(Saved entries)
== Segment start ==

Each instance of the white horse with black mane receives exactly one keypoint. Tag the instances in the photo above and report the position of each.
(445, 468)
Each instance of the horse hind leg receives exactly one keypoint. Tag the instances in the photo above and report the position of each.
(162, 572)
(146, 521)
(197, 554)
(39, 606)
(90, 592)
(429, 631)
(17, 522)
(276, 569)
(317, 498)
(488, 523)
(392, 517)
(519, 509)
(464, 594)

== Segment end ==

> [Exercise directions] Repeat the records above exactly, leaving none out.

> [Reply to the task]
Each instance of the white horse with black mane receives exactly one keypoint. Tag the instances in the photo above and report the position of each.
(445, 468)
Each instance of the horse hind leg receives exactly one keypoint. Tag the instances in the photo above and report the position of each.
(162, 572)
(146, 521)
(197, 554)
(39, 606)
(90, 592)
(429, 631)
(17, 522)
(276, 569)
(317, 498)
(488, 523)
(392, 517)
(519, 509)
(464, 594)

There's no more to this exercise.